What to work on:
Please give back, exactly as written, the lines from the line with "bbox: palm tree" to the line with "bbox: small stone" in the listing below, leaving out all pictures.

Input:
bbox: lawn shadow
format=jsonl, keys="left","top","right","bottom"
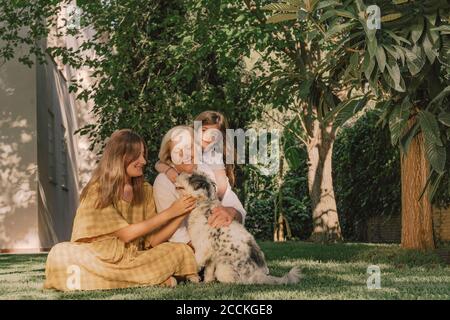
{"left": 0, "top": 242, "right": 449, "bottom": 300}
{"left": 260, "top": 241, "right": 447, "bottom": 267}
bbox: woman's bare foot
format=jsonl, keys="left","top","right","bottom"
{"left": 160, "top": 276, "right": 177, "bottom": 288}
{"left": 186, "top": 274, "right": 200, "bottom": 283}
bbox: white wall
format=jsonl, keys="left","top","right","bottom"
{"left": 0, "top": 46, "right": 40, "bottom": 251}
{"left": 37, "top": 23, "right": 99, "bottom": 249}
{"left": 36, "top": 52, "right": 79, "bottom": 249}
{"left": 0, "top": 15, "right": 98, "bottom": 251}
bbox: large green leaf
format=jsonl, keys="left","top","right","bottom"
{"left": 386, "top": 59, "right": 400, "bottom": 85}
{"left": 376, "top": 46, "right": 386, "bottom": 72}
{"left": 333, "top": 96, "right": 367, "bottom": 128}
{"left": 325, "top": 22, "right": 356, "bottom": 39}
{"left": 283, "top": 118, "right": 303, "bottom": 170}
{"left": 393, "top": 45, "right": 406, "bottom": 65}
{"left": 384, "top": 58, "right": 405, "bottom": 92}
{"left": 427, "top": 171, "right": 445, "bottom": 203}
{"left": 418, "top": 170, "right": 445, "bottom": 202}
{"left": 350, "top": 51, "right": 359, "bottom": 70}
{"left": 383, "top": 44, "right": 399, "bottom": 60}
{"left": 381, "top": 12, "right": 403, "bottom": 23}
{"left": 418, "top": 110, "right": 443, "bottom": 147}
{"left": 303, "top": 0, "right": 321, "bottom": 12}
{"left": 363, "top": 52, "right": 375, "bottom": 80}
{"left": 262, "top": 3, "right": 300, "bottom": 12}
{"left": 369, "top": 69, "right": 381, "bottom": 94}
{"left": 405, "top": 45, "right": 425, "bottom": 76}
{"left": 428, "top": 27, "right": 440, "bottom": 45}
{"left": 376, "top": 100, "right": 394, "bottom": 128}
{"left": 384, "top": 29, "right": 410, "bottom": 45}
{"left": 431, "top": 25, "right": 450, "bottom": 35}
{"left": 389, "top": 97, "right": 411, "bottom": 146}
{"left": 439, "top": 112, "right": 450, "bottom": 127}
{"left": 266, "top": 13, "right": 298, "bottom": 23}
{"left": 326, "top": 9, "right": 357, "bottom": 19}
{"left": 423, "top": 134, "right": 446, "bottom": 174}
{"left": 400, "top": 121, "right": 419, "bottom": 154}
{"left": 322, "top": 98, "right": 351, "bottom": 123}
{"left": 344, "top": 51, "right": 360, "bottom": 80}
{"left": 427, "top": 85, "right": 450, "bottom": 109}
{"left": 422, "top": 34, "right": 437, "bottom": 64}
{"left": 284, "top": 145, "right": 303, "bottom": 170}
{"left": 319, "top": 9, "right": 338, "bottom": 21}
{"left": 411, "top": 16, "right": 424, "bottom": 44}
{"left": 425, "top": 12, "right": 437, "bottom": 26}
{"left": 316, "top": 0, "right": 341, "bottom": 10}
{"left": 367, "top": 30, "right": 377, "bottom": 58}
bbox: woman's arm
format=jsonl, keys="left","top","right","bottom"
{"left": 113, "top": 196, "right": 196, "bottom": 244}
{"left": 145, "top": 214, "right": 187, "bottom": 247}
{"left": 155, "top": 161, "right": 179, "bottom": 183}
{"left": 155, "top": 160, "right": 170, "bottom": 173}
{"left": 213, "top": 169, "right": 228, "bottom": 200}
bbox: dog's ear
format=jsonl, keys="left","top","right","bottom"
{"left": 211, "top": 181, "right": 217, "bottom": 193}
{"left": 188, "top": 173, "right": 207, "bottom": 190}
{"left": 188, "top": 173, "right": 212, "bottom": 198}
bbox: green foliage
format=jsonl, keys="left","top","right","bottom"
{"left": 243, "top": 164, "right": 312, "bottom": 241}
{"left": 433, "top": 144, "right": 450, "bottom": 209}
{"left": 333, "top": 110, "right": 401, "bottom": 241}
{"left": 2, "top": 0, "right": 449, "bottom": 242}
{"left": 0, "top": 0, "right": 264, "bottom": 179}
{"left": 324, "top": 0, "right": 450, "bottom": 201}
{"left": 265, "top": 0, "right": 450, "bottom": 203}
{"left": 52, "top": 0, "right": 261, "bottom": 179}
{"left": 333, "top": 109, "right": 450, "bottom": 241}
{"left": 0, "top": 0, "right": 59, "bottom": 67}
{"left": 245, "top": 106, "right": 450, "bottom": 241}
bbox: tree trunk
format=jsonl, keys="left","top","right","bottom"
{"left": 400, "top": 119, "right": 435, "bottom": 250}
{"left": 274, "top": 215, "right": 285, "bottom": 242}
{"left": 307, "top": 119, "right": 342, "bottom": 243}
{"left": 273, "top": 154, "right": 288, "bottom": 242}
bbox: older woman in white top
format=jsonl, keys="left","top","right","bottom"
{"left": 153, "top": 125, "right": 247, "bottom": 245}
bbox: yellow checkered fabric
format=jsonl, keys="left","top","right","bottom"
{"left": 44, "top": 182, "right": 197, "bottom": 291}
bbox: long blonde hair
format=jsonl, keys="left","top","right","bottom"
{"left": 80, "top": 129, "right": 147, "bottom": 208}
{"left": 195, "top": 111, "right": 235, "bottom": 187}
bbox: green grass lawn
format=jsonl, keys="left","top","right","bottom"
{"left": 0, "top": 241, "right": 449, "bottom": 300}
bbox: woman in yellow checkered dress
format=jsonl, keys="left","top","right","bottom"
{"left": 44, "top": 129, "right": 198, "bottom": 291}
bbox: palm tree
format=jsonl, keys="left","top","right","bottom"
{"left": 263, "top": 0, "right": 450, "bottom": 249}
{"left": 248, "top": 0, "right": 374, "bottom": 243}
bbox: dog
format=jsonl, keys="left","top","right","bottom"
{"left": 175, "top": 171, "right": 300, "bottom": 284}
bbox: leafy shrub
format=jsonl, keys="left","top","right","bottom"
{"left": 333, "top": 111, "right": 401, "bottom": 241}
{"left": 243, "top": 160, "right": 312, "bottom": 241}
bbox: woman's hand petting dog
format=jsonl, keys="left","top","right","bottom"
{"left": 208, "top": 206, "right": 237, "bottom": 228}
{"left": 170, "top": 196, "right": 197, "bottom": 218}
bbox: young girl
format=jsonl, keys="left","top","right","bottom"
{"left": 44, "top": 129, "right": 198, "bottom": 291}
{"left": 155, "top": 111, "right": 234, "bottom": 200}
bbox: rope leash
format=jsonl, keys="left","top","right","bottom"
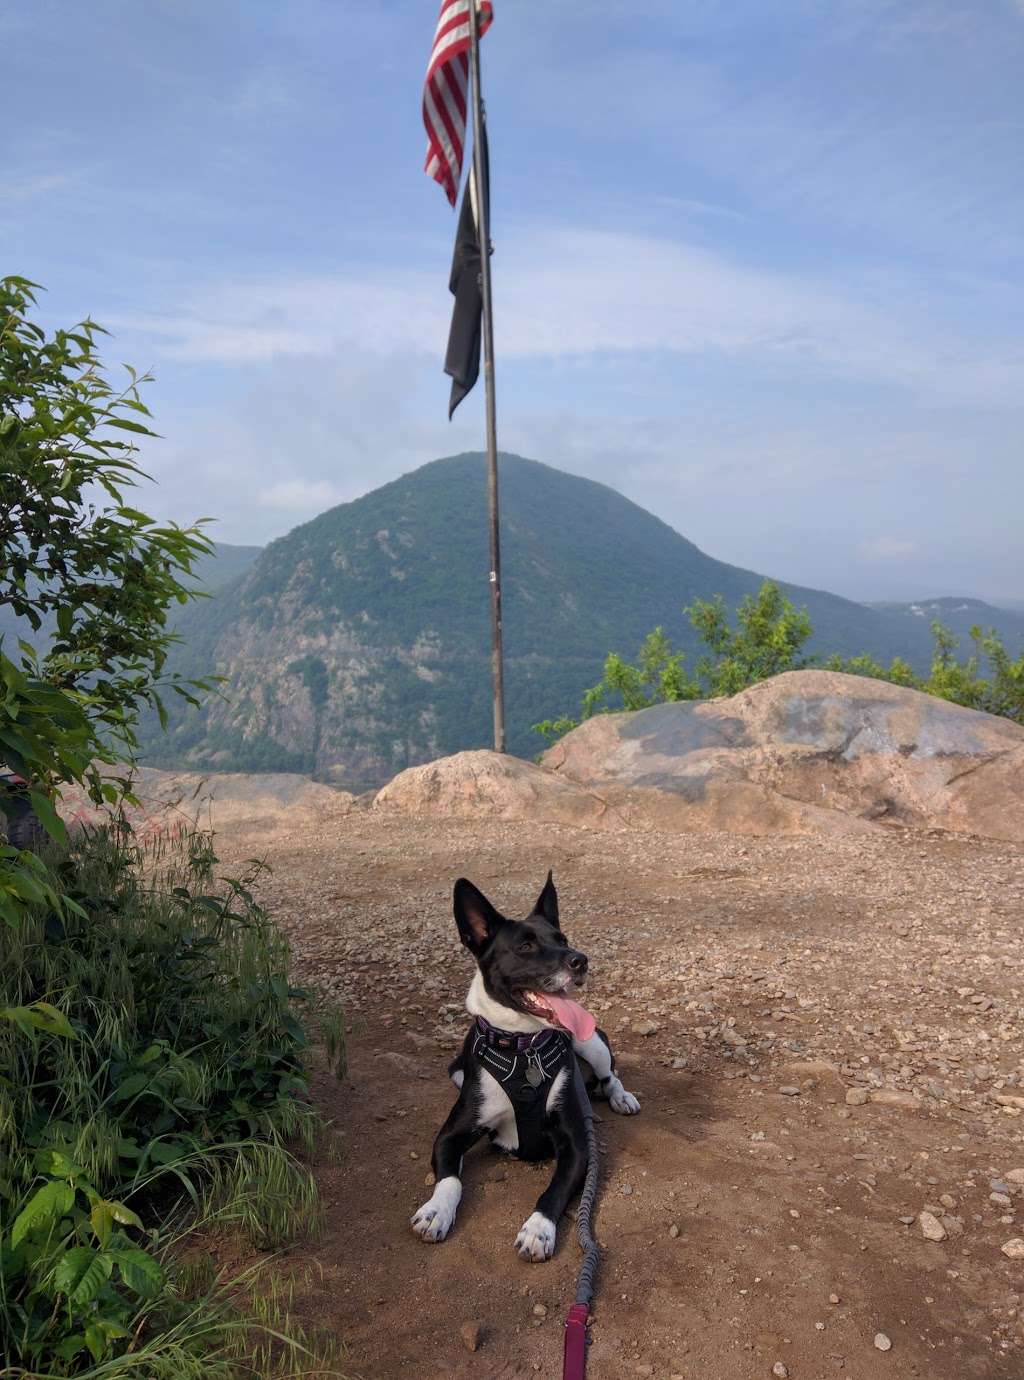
{"left": 563, "top": 1064, "right": 601, "bottom": 1380}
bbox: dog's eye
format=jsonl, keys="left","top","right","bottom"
{"left": 517, "top": 940, "right": 536, "bottom": 954}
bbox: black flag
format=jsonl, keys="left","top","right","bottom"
{"left": 444, "top": 120, "right": 489, "bottom": 419}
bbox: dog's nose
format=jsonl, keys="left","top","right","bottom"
{"left": 568, "top": 951, "right": 588, "bottom": 974}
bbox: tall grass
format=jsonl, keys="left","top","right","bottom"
{"left": 0, "top": 824, "right": 347, "bottom": 1378}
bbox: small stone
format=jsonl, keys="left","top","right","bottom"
{"left": 829, "top": 1293, "right": 840, "bottom": 1304}
{"left": 669, "top": 1223, "right": 681, "bottom": 1238}
{"left": 919, "top": 1210, "right": 946, "bottom": 1242}
{"left": 460, "top": 1321, "right": 481, "bottom": 1353}
{"left": 532, "top": 1303, "right": 548, "bottom": 1318}
{"left": 874, "top": 1332, "right": 892, "bottom": 1351}
{"left": 634, "top": 1367, "right": 654, "bottom": 1377}
{"left": 991, "top": 1179, "right": 1012, "bottom": 1195}
{"left": 991, "top": 1192, "right": 1013, "bottom": 1209}
{"left": 621, "top": 1183, "right": 634, "bottom": 1195}
{"left": 1005, "top": 1169, "right": 1024, "bottom": 1186}
{"left": 870, "top": 1090, "right": 922, "bottom": 1111}
{"left": 633, "top": 1021, "right": 660, "bottom": 1037}
{"left": 779, "top": 1085, "right": 801, "bottom": 1097}
{"left": 939, "top": 1194, "right": 956, "bottom": 1210}
{"left": 424, "top": 1172, "right": 436, "bottom": 1187}
{"left": 1001, "top": 1239, "right": 1024, "bottom": 1260}
{"left": 772, "top": 1364, "right": 789, "bottom": 1378}
{"left": 845, "top": 1087, "right": 870, "bottom": 1106}
{"left": 409, "top": 1150, "right": 419, "bottom": 1160}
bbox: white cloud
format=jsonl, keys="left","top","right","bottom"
{"left": 858, "top": 537, "right": 919, "bottom": 561}
{"left": 112, "top": 227, "right": 1024, "bottom": 410}
{"left": 256, "top": 479, "right": 346, "bottom": 512}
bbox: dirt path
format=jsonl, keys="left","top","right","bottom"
{"left": 214, "top": 809, "right": 1024, "bottom": 1379}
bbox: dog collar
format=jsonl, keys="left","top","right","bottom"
{"left": 474, "top": 1015, "right": 563, "bottom": 1052}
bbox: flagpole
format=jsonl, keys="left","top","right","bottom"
{"left": 467, "top": 0, "right": 506, "bottom": 755}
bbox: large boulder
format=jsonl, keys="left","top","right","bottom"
{"left": 542, "top": 670, "right": 1024, "bottom": 840}
{"left": 372, "top": 749, "right": 622, "bottom": 829}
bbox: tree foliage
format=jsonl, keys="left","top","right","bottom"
{"left": 0, "top": 276, "right": 214, "bottom": 924}
{"left": 825, "top": 621, "right": 1024, "bottom": 723}
{"left": 535, "top": 580, "right": 1024, "bottom": 744}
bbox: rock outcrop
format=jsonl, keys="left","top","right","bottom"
{"left": 542, "top": 670, "right": 1024, "bottom": 840}
{"left": 60, "top": 767, "right": 356, "bottom": 837}
{"left": 372, "top": 749, "right": 621, "bottom": 829}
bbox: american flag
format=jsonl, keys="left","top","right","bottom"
{"left": 422, "top": 0, "right": 493, "bottom": 206}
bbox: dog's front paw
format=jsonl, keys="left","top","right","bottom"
{"left": 411, "top": 1177, "right": 461, "bottom": 1243}
{"left": 515, "top": 1211, "right": 556, "bottom": 1262}
{"left": 606, "top": 1076, "right": 641, "bottom": 1115}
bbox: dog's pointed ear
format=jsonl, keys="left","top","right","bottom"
{"left": 453, "top": 878, "right": 505, "bottom": 954}
{"left": 533, "top": 870, "right": 558, "bottom": 925}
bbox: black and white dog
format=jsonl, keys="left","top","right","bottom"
{"left": 411, "top": 874, "right": 640, "bottom": 1262}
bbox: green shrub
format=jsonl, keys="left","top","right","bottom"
{"left": 0, "top": 826, "right": 345, "bottom": 1377}
{"left": 536, "top": 583, "right": 1024, "bottom": 744}
{"left": 535, "top": 580, "right": 810, "bottom": 742}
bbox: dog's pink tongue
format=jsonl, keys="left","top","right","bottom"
{"left": 535, "top": 992, "right": 596, "bottom": 1040}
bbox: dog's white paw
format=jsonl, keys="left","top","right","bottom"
{"left": 607, "top": 1077, "right": 641, "bottom": 1115}
{"left": 515, "top": 1211, "right": 556, "bottom": 1262}
{"left": 411, "top": 1176, "right": 461, "bottom": 1243}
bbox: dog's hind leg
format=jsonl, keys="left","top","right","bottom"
{"left": 572, "top": 1030, "right": 640, "bottom": 1115}
{"left": 410, "top": 1098, "right": 482, "bottom": 1244}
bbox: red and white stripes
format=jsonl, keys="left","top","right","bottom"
{"left": 422, "top": 0, "right": 493, "bottom": 206}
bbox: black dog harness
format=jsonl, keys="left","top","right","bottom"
{"left": 472, "top": 1016, "right": 574, "bottom": 1162}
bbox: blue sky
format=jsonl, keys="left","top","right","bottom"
{"left": 4, "top": 0, "right": 1022, "bottom": 601}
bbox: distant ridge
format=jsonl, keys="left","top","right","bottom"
{"left": 136, "top": 452, "right": 1005, "bottom": 792}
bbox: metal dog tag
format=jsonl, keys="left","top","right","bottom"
{"left": 525, "top": 1066, "right": 544, "bottom": 1088}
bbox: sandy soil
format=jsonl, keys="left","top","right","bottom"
{"left": 210, "top": 807, "right": 1024, "bottom": 1380}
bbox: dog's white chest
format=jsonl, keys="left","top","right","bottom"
{"left": 476, "top": 1069, "right": 519, "bottom": 1151}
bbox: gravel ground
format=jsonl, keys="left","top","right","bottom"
{"left": 212, "top": 808, "right": 1024, "bottom": 1379}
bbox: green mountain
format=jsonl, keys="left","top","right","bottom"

Exercise result:
bbox: palm tree
format=jsonl, keys="left","top","right","bottom"
{"left": 263, "top": 0, "right": 450, "bottom": 249}
{"left": 248, "top": 0, "right": 374, "bottom": 243}
bbox: dog
format=jsonl, keys="left","top","right","bottom"
{"left": 175, "top": 171, "right": 300, "bottom": 284}
bbox: leafy shrub
format=jsonl, keys="left","top","right","bottom"
{"left": 333, "top": 111, "right": 401, "bottom": 241}
{"left": 243, "top": 160, "right": 312, "bottom": 241}
bbox: woman's hand petting dog
format=jsonl, keys="left","top","right","bottom"
{"left": 208, "top": 206, "right": 237, "bottom": 228}
{"left": 170, "top": 196, "right": 197, "bottom": 218}
bbox: young girl
format=jsonl, keys="left","top","right","bottom"
{"left": 44, "top": 129, "right": 198, "bottom": 291}
{"left": 155, "top": 111, "right": 234, "bottom": 200}
bbox: rope leash
format=jsonl, keys="left","top","right","bottom"
{"left": 563, "top": 1064, "right": 601, "bottom": 1380}
bbox: dog's eye
format=jsonl, keys="left","top","right","bottom"
{"left": 517, "top": 940, "right": 536, "bottom": 954}
bbox: black flag
format=jsonl, keys="left","top","right","bottom"
{"left": 444, "top": 120, "right": 489, "bottom": 419}
bbox: dog's nose
format=jsonl, keys="left","top","right","bottom"
{"left": 568, "top": 951, "right": 588, "bottom": 974}
bbox: tall grass
format=jsonl, keys="left","top","right","bottom"
{"left": 0, "top": 824, "right": 347, "bottom": 1378}
bbox: small stone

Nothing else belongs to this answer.